Data for this exercise
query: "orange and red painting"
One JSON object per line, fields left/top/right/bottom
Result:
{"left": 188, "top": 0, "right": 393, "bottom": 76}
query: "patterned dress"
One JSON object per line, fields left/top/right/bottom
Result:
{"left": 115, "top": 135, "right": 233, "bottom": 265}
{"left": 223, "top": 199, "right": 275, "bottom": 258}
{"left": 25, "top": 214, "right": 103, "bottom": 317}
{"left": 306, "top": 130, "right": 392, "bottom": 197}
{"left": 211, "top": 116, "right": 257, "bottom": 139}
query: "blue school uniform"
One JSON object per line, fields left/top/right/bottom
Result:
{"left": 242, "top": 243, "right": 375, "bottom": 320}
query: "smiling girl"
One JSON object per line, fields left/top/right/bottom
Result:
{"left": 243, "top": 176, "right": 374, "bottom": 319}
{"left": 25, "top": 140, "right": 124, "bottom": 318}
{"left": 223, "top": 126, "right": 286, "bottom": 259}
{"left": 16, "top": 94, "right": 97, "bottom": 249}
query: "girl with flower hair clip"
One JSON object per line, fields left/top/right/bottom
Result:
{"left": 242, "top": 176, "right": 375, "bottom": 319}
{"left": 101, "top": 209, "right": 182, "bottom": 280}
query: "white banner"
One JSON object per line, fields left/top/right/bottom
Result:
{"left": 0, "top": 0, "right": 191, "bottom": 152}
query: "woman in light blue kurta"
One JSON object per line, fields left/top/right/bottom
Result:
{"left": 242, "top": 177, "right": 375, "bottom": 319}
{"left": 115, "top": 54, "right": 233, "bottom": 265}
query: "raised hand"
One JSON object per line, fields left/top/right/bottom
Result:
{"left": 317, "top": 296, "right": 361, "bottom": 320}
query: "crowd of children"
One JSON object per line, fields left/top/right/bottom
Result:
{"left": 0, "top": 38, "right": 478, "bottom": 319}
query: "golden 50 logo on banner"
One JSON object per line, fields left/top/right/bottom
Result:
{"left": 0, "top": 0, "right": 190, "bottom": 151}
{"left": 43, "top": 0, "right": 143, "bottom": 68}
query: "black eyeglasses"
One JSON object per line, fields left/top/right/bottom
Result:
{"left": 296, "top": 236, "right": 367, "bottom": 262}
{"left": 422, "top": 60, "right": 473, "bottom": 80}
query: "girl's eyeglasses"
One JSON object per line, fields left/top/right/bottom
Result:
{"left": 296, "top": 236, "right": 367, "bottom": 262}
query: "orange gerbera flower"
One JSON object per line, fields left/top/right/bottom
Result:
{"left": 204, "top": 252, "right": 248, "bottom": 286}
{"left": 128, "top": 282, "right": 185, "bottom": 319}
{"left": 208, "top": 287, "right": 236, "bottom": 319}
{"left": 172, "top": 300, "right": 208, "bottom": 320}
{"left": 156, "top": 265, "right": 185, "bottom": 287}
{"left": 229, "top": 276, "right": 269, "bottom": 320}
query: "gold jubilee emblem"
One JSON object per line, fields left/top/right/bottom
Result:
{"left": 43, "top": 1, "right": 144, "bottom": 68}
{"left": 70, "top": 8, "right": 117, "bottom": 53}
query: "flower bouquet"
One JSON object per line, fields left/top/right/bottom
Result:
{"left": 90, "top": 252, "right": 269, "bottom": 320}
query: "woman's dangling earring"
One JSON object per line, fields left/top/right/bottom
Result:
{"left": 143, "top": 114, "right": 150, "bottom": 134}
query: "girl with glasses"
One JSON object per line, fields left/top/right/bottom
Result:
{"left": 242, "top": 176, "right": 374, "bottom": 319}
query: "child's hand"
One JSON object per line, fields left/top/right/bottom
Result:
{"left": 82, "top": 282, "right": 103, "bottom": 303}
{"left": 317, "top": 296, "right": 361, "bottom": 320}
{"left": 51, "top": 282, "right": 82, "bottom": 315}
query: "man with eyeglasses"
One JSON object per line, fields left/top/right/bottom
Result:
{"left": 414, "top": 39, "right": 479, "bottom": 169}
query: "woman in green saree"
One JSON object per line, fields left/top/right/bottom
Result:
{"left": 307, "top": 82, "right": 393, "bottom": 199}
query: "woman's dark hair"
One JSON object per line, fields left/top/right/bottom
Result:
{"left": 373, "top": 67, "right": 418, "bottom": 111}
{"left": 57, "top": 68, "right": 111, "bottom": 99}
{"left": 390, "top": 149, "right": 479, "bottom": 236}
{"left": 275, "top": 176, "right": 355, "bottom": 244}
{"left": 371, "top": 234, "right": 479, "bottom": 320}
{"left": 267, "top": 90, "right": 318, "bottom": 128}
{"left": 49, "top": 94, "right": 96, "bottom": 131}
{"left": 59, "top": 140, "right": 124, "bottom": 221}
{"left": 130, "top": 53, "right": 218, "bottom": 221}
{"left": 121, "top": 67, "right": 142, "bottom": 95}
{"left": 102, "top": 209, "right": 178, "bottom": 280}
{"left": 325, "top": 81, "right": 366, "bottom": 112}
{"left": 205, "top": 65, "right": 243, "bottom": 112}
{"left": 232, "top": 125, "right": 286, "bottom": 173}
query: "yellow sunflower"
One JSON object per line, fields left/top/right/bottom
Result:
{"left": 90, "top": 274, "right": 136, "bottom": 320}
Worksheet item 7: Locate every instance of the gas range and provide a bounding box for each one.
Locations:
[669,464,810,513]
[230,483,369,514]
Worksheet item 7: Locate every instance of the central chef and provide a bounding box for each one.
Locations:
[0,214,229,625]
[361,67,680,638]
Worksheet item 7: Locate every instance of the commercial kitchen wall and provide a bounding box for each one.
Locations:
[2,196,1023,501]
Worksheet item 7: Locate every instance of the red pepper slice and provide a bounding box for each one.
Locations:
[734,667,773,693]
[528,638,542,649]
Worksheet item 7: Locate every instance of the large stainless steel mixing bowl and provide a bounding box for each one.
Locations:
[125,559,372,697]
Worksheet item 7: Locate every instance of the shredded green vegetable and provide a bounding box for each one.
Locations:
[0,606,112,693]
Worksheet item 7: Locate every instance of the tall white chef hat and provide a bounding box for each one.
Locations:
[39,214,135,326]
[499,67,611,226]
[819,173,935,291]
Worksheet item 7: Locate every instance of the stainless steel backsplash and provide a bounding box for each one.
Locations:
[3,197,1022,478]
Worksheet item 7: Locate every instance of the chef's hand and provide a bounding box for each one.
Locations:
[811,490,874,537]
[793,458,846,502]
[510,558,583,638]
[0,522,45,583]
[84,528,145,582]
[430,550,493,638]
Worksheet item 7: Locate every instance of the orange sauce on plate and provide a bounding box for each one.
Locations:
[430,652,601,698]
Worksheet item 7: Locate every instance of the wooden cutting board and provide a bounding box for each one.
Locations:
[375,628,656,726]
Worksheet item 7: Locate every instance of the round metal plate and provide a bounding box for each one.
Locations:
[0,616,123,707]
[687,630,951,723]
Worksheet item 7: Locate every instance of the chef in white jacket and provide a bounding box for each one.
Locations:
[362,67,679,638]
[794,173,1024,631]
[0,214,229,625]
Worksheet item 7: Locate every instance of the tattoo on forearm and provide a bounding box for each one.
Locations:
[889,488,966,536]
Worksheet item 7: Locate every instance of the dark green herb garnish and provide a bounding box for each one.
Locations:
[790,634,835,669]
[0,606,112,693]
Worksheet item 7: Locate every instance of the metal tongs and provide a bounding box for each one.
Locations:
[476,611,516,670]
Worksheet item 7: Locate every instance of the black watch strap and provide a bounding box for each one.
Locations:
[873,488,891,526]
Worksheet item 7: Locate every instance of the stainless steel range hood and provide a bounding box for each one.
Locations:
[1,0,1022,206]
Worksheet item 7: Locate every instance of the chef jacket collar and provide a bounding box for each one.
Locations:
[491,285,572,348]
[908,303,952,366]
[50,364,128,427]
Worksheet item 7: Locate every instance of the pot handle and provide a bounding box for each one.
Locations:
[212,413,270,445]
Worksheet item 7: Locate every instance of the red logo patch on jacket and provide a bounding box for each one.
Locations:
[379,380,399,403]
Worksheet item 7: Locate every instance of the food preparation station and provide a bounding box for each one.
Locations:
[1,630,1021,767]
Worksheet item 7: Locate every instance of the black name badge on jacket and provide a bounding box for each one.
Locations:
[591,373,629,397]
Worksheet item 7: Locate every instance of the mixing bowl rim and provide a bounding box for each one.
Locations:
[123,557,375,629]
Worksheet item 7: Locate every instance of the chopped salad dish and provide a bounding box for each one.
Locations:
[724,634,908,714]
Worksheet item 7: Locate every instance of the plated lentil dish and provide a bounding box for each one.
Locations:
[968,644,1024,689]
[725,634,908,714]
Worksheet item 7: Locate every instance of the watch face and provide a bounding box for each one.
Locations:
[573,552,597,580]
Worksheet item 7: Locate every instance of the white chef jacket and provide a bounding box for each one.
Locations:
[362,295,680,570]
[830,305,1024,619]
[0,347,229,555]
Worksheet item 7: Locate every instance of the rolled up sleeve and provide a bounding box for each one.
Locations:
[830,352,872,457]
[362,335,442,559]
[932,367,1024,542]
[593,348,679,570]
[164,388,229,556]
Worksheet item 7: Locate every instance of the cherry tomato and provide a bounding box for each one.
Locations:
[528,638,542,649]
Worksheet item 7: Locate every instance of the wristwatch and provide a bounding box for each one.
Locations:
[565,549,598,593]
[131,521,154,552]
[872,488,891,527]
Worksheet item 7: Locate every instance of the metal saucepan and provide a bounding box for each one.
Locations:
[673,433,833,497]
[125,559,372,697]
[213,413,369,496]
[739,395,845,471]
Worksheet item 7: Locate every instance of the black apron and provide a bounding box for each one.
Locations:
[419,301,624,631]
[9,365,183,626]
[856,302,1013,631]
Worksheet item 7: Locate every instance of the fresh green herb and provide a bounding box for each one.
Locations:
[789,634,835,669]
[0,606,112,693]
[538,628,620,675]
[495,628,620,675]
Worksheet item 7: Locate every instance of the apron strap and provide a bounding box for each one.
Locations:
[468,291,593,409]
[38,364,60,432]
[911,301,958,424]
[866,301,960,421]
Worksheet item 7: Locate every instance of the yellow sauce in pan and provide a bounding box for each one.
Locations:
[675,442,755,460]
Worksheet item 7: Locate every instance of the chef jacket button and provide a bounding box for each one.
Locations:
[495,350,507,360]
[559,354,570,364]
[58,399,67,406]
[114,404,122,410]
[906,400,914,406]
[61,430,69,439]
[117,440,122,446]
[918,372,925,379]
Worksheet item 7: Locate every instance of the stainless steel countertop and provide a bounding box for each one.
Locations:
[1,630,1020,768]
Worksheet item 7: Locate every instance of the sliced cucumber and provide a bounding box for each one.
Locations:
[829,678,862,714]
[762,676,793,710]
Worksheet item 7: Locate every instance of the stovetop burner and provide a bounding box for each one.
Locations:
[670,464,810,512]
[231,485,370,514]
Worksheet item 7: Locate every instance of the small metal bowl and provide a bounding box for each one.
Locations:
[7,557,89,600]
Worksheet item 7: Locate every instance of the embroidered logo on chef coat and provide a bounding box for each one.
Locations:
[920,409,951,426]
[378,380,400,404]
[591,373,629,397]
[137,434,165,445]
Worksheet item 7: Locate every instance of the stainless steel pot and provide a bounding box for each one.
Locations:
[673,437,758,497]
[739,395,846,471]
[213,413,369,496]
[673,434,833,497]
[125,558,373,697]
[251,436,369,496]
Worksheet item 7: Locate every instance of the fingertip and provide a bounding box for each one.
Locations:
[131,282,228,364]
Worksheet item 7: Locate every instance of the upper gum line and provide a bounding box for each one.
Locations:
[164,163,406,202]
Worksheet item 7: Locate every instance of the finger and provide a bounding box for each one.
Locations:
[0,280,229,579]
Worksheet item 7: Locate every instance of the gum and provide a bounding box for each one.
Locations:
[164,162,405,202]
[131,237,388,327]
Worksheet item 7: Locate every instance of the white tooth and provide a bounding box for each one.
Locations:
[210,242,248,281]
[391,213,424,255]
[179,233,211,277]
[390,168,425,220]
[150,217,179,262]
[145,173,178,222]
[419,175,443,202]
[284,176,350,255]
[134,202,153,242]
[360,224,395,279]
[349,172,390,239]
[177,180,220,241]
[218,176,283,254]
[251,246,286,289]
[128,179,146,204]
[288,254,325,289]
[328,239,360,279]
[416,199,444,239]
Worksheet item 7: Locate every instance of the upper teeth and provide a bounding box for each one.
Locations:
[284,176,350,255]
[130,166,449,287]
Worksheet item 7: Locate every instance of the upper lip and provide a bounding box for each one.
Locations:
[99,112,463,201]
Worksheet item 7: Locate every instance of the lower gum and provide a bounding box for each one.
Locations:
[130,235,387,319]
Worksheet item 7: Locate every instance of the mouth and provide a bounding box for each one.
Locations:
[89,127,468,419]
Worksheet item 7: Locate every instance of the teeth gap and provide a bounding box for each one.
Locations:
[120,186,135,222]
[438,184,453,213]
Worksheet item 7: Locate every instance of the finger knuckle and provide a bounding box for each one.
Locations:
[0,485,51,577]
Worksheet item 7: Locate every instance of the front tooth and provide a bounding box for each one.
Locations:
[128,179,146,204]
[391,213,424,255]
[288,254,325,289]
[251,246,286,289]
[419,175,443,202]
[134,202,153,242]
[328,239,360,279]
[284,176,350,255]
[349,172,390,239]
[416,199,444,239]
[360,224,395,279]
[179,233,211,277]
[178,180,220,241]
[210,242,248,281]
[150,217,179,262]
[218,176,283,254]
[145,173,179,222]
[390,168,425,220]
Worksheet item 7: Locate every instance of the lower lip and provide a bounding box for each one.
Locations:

What you should do
Your output must contain exactly the lines from the one containing "Worksheet item 7: Locate every instance of the lower lip" to the final line of the data above, and no other text.

Result for this exercise
Worksheet item 7: Locate every instance of the lower lip and provide a bounding box for each one.
Locations:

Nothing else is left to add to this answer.